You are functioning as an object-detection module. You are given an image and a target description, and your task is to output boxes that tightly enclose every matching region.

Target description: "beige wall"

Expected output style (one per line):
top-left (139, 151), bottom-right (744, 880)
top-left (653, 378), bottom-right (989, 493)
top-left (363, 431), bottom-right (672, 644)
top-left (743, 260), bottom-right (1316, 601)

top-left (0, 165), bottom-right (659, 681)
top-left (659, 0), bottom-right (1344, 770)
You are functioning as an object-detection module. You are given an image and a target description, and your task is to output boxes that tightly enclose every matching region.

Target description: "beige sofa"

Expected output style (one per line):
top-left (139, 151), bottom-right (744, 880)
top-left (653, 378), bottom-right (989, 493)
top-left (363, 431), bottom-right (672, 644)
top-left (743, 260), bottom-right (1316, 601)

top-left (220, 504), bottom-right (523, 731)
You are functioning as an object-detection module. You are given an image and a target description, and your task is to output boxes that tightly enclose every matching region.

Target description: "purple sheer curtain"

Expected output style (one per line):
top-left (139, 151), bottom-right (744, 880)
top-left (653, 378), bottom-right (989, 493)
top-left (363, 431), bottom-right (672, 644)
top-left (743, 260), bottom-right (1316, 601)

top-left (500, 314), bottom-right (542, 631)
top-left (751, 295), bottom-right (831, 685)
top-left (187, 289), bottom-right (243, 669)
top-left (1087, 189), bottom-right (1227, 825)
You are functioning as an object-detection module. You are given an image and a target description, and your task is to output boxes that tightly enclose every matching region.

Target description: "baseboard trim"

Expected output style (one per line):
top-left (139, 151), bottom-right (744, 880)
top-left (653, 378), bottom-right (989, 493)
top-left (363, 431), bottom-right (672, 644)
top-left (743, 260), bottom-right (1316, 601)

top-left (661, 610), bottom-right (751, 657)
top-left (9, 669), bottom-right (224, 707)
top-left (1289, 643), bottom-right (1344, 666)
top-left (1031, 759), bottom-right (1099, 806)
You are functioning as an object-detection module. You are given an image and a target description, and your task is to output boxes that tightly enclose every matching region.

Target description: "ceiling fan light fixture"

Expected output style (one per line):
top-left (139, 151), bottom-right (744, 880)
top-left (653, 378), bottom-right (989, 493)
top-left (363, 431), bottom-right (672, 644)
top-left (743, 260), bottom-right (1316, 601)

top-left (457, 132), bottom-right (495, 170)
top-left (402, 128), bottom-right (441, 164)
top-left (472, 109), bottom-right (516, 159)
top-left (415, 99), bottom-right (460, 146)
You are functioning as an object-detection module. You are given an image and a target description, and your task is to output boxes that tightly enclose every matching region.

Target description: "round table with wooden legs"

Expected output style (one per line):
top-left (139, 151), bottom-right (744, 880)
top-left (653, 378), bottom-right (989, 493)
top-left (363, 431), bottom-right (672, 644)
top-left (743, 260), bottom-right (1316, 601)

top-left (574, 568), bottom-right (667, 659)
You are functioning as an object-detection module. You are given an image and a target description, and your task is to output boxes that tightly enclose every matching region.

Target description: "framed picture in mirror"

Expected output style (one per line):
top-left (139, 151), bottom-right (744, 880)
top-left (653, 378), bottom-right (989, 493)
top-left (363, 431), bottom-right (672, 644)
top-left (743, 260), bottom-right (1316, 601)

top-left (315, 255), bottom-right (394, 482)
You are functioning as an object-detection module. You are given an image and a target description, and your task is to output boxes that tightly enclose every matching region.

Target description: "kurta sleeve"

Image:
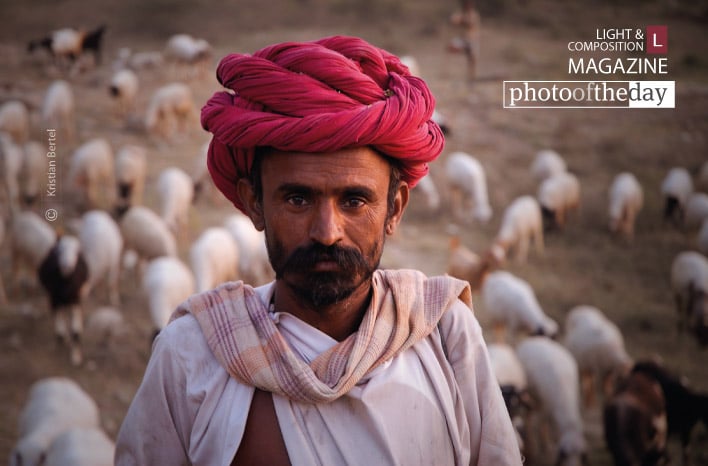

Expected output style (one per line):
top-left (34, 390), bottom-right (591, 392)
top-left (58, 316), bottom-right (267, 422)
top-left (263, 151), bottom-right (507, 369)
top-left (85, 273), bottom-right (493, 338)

top-left (440, 301), bottom-right (522, 465)
top-left (115, 318), bottom-right (198, 466)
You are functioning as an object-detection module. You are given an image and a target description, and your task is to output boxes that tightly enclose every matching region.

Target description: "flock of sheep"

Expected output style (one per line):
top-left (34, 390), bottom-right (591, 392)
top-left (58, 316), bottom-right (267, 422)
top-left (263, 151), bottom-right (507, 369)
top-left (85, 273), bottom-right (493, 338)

top-left (0, 23), bottom-right (708, 465)
top-left (0, 28), bottom-right (280, 466)
top-left (424, 150), bottom-right (708, 465)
::::
→ TASK OBJECTIVE
Reproduce the stretch from the start of the records through the line containing "top-left (220, 504), bottom-right (523, 731)", requests included, offsetting every coordinate in the answers by -148.

→ COMPLETE ANSWER
You are functioning as an object-detection module. You are given an image and a target description, and your task is to output boxes that tightly enclose every matching region.

Target description: "beige wall"

Expected output style (one per line):
top-left (139, 151), bottom-right (744, 880)
top-left (653, 378), bottom-right (989, 493)
top-left (363, 431), bottom-right (672, 644)
top-left (743, 260), bottom-right (1316, 601)

top-left (-148, 17), bottom-right (511, 533)
top-left (511, -148), bottom-right (1196, 622)
You are functioning as an object-detection module. You are given an image and a target description, and your task is to output boxes that tightly enclose every matching region.

Target description: "beige sofa"

Expected output style (one per line):
top-left (139, 151), bottom-right (744, 880)
top-left (653, 378), bottom-right (989, 493)
top-left (363, 431), bottom-right (672, 644)
top-left (743, 260), bottom-right (1316, 601)

top-left (72, 356), bottom-right (375, 583)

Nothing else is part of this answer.